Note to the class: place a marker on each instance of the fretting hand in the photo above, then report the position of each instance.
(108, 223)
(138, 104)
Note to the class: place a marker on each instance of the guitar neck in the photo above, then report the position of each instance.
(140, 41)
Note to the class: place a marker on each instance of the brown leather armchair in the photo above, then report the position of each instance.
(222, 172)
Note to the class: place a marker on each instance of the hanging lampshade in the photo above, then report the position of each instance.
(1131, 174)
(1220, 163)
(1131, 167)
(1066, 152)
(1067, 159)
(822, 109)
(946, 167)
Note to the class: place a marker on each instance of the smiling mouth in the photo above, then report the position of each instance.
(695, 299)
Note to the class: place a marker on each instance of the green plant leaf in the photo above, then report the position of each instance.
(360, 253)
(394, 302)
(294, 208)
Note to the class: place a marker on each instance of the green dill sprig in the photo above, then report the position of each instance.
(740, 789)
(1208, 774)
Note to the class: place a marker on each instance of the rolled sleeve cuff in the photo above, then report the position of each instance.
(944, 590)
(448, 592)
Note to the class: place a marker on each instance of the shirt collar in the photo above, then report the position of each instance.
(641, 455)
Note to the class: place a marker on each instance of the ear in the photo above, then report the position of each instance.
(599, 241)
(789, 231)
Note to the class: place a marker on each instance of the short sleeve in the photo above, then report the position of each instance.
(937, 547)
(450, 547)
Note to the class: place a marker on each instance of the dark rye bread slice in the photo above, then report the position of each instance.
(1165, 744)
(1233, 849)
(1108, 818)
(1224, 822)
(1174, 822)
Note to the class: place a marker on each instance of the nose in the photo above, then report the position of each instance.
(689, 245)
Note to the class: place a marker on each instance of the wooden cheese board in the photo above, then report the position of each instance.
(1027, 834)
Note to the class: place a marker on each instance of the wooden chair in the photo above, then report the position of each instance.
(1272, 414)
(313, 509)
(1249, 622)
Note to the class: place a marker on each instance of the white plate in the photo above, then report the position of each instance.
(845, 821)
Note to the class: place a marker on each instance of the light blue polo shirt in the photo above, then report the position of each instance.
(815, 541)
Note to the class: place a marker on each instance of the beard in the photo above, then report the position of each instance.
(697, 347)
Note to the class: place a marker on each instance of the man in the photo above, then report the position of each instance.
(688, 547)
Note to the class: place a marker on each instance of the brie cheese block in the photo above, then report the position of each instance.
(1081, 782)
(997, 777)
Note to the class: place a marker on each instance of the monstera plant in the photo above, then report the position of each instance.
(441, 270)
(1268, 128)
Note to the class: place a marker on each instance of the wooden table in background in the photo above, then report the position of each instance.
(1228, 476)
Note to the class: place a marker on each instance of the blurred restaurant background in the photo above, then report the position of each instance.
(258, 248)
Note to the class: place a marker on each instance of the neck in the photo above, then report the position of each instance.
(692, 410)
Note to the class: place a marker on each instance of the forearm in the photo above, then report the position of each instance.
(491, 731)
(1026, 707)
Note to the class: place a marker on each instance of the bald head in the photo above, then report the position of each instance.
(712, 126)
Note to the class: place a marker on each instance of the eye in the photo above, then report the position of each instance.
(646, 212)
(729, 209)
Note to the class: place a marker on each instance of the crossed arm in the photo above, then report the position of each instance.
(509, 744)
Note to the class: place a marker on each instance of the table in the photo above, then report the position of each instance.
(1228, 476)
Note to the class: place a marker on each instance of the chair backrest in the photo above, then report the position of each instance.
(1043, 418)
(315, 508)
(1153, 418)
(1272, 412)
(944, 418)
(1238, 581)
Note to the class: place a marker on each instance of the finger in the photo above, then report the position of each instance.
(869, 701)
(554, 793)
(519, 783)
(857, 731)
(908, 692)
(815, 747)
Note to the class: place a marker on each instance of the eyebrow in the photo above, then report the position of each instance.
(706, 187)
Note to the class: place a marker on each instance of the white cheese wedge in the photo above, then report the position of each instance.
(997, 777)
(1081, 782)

What you need to do: Print all of the records above word for word, in their original order.

Full output:
Note to the class: place a marker on each instance of the fretting hand in the photo above, then report the position of each instance.
(108, 223)
(138, 104)
Note to the class: place a marker on each instance of the guitar neck in the photo above, then report the position of each instance.
(140, 41)
Note to the class: place a marker on each instance of the brown leather armchair in the photo above, then report the position of each instance.
(222, 172)
Note to the class: place a marker on each instance of the hanging lampshade in the photo above, then report the position of each instance.
(1131, 174)
(1220, 163)
(1131, 167)
(1066, 152)
(1067, 159)
(822, 109)
(946, 167)
Note to the class: place a marker on each instance of the smiling mouth in the photo above, then report the position of each instance.
(695, 299)
Note to the class: place a marker on each instance of the green plant leaf in the photo above, then report the position of each instance.
(360, 253)
(394, 302)
(294, 208)
Note to the class: place a marker on each instance of the green dill sprig in the photo above, then report the position of each instance.
(740, 789)
(1208, 774)
Note to the class: place a marker on each instance of the rolled sleeve cuff in the photo above, then report the position of each instance.
(944, 590)
(448, 592)
Note to the class: place a marker on each instance of the shirt collar in the photo above, then report the position of each instance.
(641, 455)
Note to the class: place a marker on each instance of the ear in the photo above, then report the position of each instance.
(599, 241)
(789, 231)
Note to the class: place a marker on each instance of the short sleeve in the photo above, then report the position of each instance.
(937, 547)
(450, 547)
Note to the class: place a marker on each instance of the dark rye bread slice in the photo above, then report the position of each instance.
(1165, 744)
(1233, 849)
(1108, 818)
(1224, 822)
(1174, 822)
Note to the class: place a marker on each instance of the nose in the photo above, then report the position of each instance.
(689, 245)
Note to the class: place a marker on each instance of the wooden cheese board in the photo above, then report the position of each instance.
(1027, 834)
Note to the class: place a marker on each instance of the wooden chair in the photo above, then report the position of each instance.
(1272, 414)
(313, 509)
(1249, 622)
Note to the class: place a marker on each instance of the white plate in the photo above, then report the position of each instance.
(845, 821)
Note to the class: place a marker on each instance of the light blue polo shirt in the photo above, then report the position of each instance.
(815, 541)
Note to the class: place a marker on each instance of the beard in the photo above, then report the position of each instance.
(697, 347)
Note to the class: place a marker on each instance of the man in the photo above, then report the position of each instance.
(688, 547)
Note to the class: place a marker on each instance of the brie cheese block in the photo above, then report the position of each instance.
(1081, 782)
(997, 777)
Note to the class: place a marker on each instance of the monstera plant in the photo above, then report the position of each instance.
(441, 270)
(1268, 128)
Note to the class: place a marker on each instance of the wooden table in background in the photo above, then report the position of each instance.
(1228, 476)
Note to the class: place a marker on each instance of the blurred restaurant background in the photo above, then report the position of each instance.
(258, 248)
Note to the class: place a marker on each instance of the neck in the photo above, then report the position of each instance.
(692, 410)
Note to the class: place a marker on each instance of the forearm in the photo above, then report the position of each instance.
(491, 731)
(1026, 707)
Note to the class: place a marker on each instance of the bald head in the photo above, then report the position of each instance.
(712, 126)
Note to the class: place a marker on each instance of the eye in the photo above, then report the position of each instance.
(646, 212)
(729, 209)
Note to the class: place a marker on each instance of the crossed arm in the photo above, then report the position of each instance.
(509, 744)
Note to the class: place a marker on each instance of the table in the photo above, then report the position of each instance.
(1228, 476)
Note to the class: place a marker on each instance of the chair backrest in the photo above, then report the position of each instance.
(1043, 418)
(315, 508)
(1153, 418)
(1272, 412)
(944, 418)
(1238, 581)
Note to the class: place a marker on each instance of the finger in the photo above, then report the position of each instance.
(869, 701)
(554, 793)
(519, 783)
(857, 731)
(908, 692)
(815, 747)
Note to the class: place a marker on each instance of the eyebrow in the photo above, then report the position of each instance.
(706, 187)
Note to the class: place a marker on each instance of the white cheese wedge in the photo above, then report the position of each instance.
(997, 777)
(1081, 782)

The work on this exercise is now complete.